- **TRY IT**
Nothing but the text of the records should come back; copy it exactly and leave the pictures out.

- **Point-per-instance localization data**

--- --- ---

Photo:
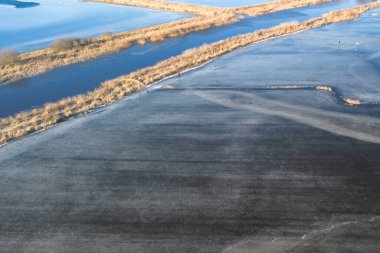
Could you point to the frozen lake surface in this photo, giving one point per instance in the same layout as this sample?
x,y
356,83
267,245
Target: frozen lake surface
x,y
26,29
83,77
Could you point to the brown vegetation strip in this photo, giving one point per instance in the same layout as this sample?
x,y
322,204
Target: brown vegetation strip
x,y
116,89
276,6
40,61
166,6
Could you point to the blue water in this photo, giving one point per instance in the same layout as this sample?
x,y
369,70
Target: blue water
x,y
223,3
18,4
25,29
83,77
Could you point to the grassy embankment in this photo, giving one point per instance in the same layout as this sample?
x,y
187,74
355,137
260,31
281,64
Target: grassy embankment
x,y
116,89
40,61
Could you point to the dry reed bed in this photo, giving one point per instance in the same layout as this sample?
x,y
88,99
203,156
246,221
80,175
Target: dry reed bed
x,y
40,61
116,89
166,6
280,5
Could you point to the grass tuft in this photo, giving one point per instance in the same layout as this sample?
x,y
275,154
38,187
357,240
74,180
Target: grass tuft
x,y
8,56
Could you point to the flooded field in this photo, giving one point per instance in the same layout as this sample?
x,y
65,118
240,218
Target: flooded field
x,y
191,171
223,161
34,25
83,77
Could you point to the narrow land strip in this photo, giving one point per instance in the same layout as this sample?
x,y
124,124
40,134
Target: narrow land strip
x,y
116,89
40,61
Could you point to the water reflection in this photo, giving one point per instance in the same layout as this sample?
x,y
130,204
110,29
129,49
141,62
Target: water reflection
x,y
18,4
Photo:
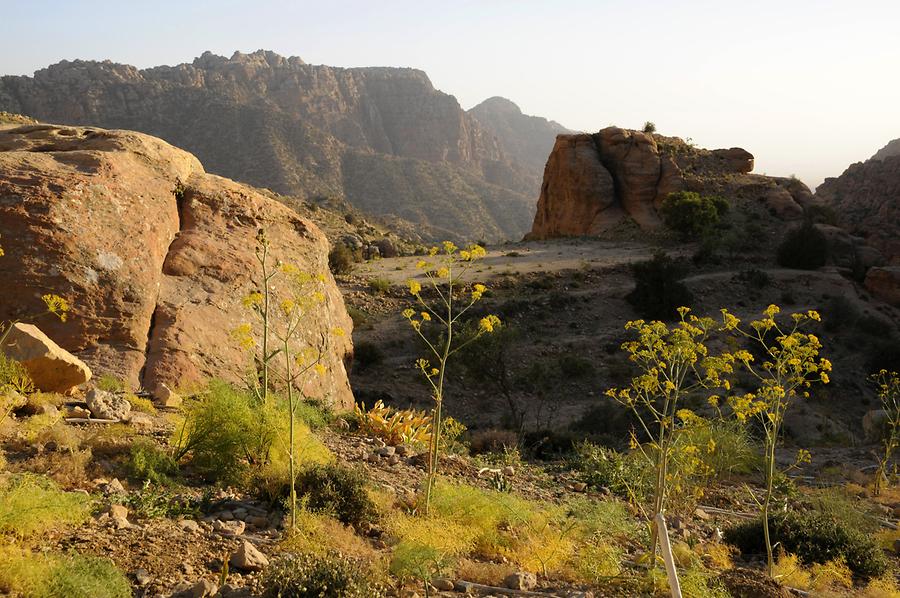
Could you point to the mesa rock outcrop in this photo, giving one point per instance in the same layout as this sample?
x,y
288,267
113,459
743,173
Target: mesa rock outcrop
x,y
153,254
384,139
866,200
592,183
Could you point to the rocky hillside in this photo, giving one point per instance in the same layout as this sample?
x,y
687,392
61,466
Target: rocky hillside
x,y
866,200
383,138
891,149
153,254
596,183
526,139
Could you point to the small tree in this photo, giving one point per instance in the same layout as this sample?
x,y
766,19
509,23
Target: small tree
x,y
448,300
674,363
888,389
791,363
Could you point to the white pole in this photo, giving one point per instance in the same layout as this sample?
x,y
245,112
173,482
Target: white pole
x,y
666,548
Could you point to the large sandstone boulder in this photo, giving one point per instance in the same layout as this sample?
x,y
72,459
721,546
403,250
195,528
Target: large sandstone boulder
x,y
52,368
884,283
594,182
153,254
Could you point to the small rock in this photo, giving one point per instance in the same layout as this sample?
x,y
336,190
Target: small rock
x,y
164,396
522,581
443,584
189,525
106,405
142,577
229,528
79,412
248,558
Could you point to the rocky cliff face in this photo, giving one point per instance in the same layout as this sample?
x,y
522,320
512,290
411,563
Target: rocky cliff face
x,y
593,183
154,255
301,129
866,200
526,139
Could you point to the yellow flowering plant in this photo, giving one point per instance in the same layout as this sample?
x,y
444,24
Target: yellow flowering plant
x,y
673,362
283,316
448,299
790,365
887,385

--- --- ---

- **WRITTEN SOLUTION**
Photo:
Could you point to the frozen lake surface in this photo, giving one point per instance in the same layout as this sample?
x,y
356,83
267,245
Target: frozen lake surface
x,y
26,29
83,77
Could you point to the brown vegetation strip in this photo, giving one point per instance in the same layout as this sample?
x,y
322,204
Target: brown vegetation strip
x,y
116,89
276,6
40,61
166,6
Could you point to the blue water in this photo, giving one point per instance in the same layout as this sample?
x,y
369,70
Target: blue water
x,y
223,3
18,4
25,29
83,77
Could you point to the grassy embankment in this photo, giving one point per instance in the same layout as this sample?
x,y
187,74
355,137
260,31
281,64
Target: grassy embankment
x,y
116,89
40,61
Could you point to the dry reed bed in this photo, giving one point per instance in the same layout as this sample?
x,y
88,99
203,156
246,221
80,175
Target: dry reed bed
x,y
40,61
116,89
166,6
280,5
Could you point to the grass tuft in this photo, giving one point per instance in the same layout as this sample?
x,y
275,154
38,187
357,240
74,180
Target: grass tuft
x,y
8,56
Could you point to the flooded field in this photo, giving one point per instance in the same layout as this sample?
x,y
65,118
240,218
Target: flooded field
x,y
191,171
223,161
34,25
83,77
Could you point to the narrow land strip in this photo, giving one point per instance in the same layout as this sample?
x,y
124,124
40,134
Target: narrow land strip
x,y
116,89
40,61
Could you point to the water reflection in this photo, giving one point per instance in the same layout as this sample?
x,y
130,204
110,29
129,49
141,62
Target: water reflection
x,y
18,4
Photo:
Could you point to the mesa rock outcrop in this photo, giving one point per instance in the same layout as this sample?
x,y
288,267
113,459
743,173
Target: mesa rock outcrop
x,y
153,254
384,139
866,200
592,183
Could you point to the rocky hillside in this photo, giving one point per instance in the same layout as this sample?
x,y
687,392
61,466
Target: rocky hillside
x,y
866,200
383,138
891,149
153,254
596,183
526,139
Could you point to the small tree in this photo, giving one point per instance in the same layout as this sample?
x,y
766,19
509,23
Target: small tree
x,y
448,300
674,363
888,389
791,363
Could you point to the white pole in this photo, giving one point per instance in the same layout as this sample?
x,y
245,112
173,482
Target: white pole
x,y
666,548
Could you point to the large sandstone boulder in this photo, giving one point per instance in the same layout as this sample?
x,y
72,459
721,546
403,250
195,528
Target: large sandstone boulder
x,y
52,368
884,283
594,182
153,254
Could you point to the small rock in this photo, giving one point per instance in the same layout as this sample?
x,y
336,190
Target: small rock
x,y
164,396
522,581
443,584
189,525
106,405
142,577
229,528
79,412
248,558
Could you point to the rocky cliff face in this photo, giving one point per instance in the same layout as this sample?
x,y
522,320
512,290
411,563
Target: rocky cliff face
x,y
593,183
154,255
301,129
866,200
526,139
Could you point to the yellow flowering plant in this photo, giving one point per instance in the same layout as this sample?
x,y
444,24
Target: yellow flowering plant
x,y
673,362
283,316
448,299
790,365
887,385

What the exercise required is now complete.